## 提示文:
^^^^^^^^

逸失利益とは、交通事故の被害がなければ得られたはずの収入であり、家事従事者の場合は厚生労働省が公表する賃金センサスを参考にします。
なお、家事従事者は「家族のために炊事などの家事に従事している人」を指すため、性別や年齢は問われませんが、1人暮らしの方は家事従事者とみなされません。
逸失利益は交通事故の加害者側に請求できますが、支払いの可否や金額をめぐって争いになるケースもあるため、まず計算方法を理解しておいてください。
交通事故の影響で家事従事者に後遺障害が残ったときや、死亡事故となった場合は以下の計算方法で逸失利益を算出します。
基礎収入や労働能力喪失率など、各計算要素は以下のような考え方になります。
収入を得ていない家事従事者の場合、基礎収入は賃金センサス(賃金構造基本統計調査)を参考にします。
賃金センサスは労働者の雇用形態や年齢別などに分かれていますが、家事従事者の基礎収入は産業や企業規模、学歴計の平均賃金または年齢別平均賃金を用います。
ただし、性別を問わず女性労働者の平均賃金を参考とするため、家事従事者が「主夫」であっても男性の平均賃金を用いることはできません。
労働能力喪失率とは、交通事故によって失われた労働能力の度合いを示す数値です。
事故前の状態を100%とするので、喪失率が100%だった場合は労働能力が完全に失われた状態となります。
労働能力喪失率は後遺障害の等級に応じた目安があるので、以下を参考にしてください。

^^^^^^^^

## 元データ:
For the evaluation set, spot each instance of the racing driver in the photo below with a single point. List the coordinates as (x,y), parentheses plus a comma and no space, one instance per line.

^^^^^^^^

## 作業内容:
A: 家事従事者の逸失利益を扱った提示文によると、家事従事者が「主夫」であっても、基礎収入にはどの平均賃金を用いますか。
B: 家事従事者の逸失利益についての提示文を2文で要約してください。
C: 家事従事者の逸失利益に関する提示文を、最後の文の後から書き継いでください。

## 回答:
A: 性別を問わず女性労働者の平均賃金を用います。

B: 逸失利益とは交通事故の被害がなければ得られたはずの収入で、加害者側に請求できますが、収入のない家事従事者の基礎収入は賃金センサスの女性労働者の平均賃金を参考にします。後遺障害が残った場合や死亡事故の場合に算出され、計算要素の一つである労働能力喪失率は失われた労働能力の度合いを示し、後遺障害の等級に応じた目安があります。

C:
障害等級 | 労働能力喪失率 |
---|---|
第1級 | 100% |
第2級 | 100% |
第3級 | 100% |
第4級 | 92% |
第5級 | 79% |
第6級 | 67% |
第7級 | 56% |
第8級 | 45% |
第9級 | 35% |
第10級 | 27% |
第11級 | 20% |
第12級 | 14% |
第13級 | 9% |
第14級 | 5% |
労働能力喪失率は自賠法(自動車損害賠償保障法)施行令に定められていますが、任意保険会社も基本的にはこの数値を参考にしています。
労働能力喪失期間とは、後遺障害が労働能力に影響し続ける期間のことで、原則として症状固定日から67歳まで、または平均余命の1/2のどちらか長い方となります。
労働能力喪失期間は被害者の職種や健康状態、ケガの症状なども考慮されるため、軽度の傷害(14級9号など)であれば、3~5年程度となるケースが一般的です。
ライプニッツ係数とは、逸失利益から中間利息を控除して、現在の価値へ換算するために用いられます。
逸失利益は将来的に得る収入の前渡しになるため、運用によって増額させることが可能です。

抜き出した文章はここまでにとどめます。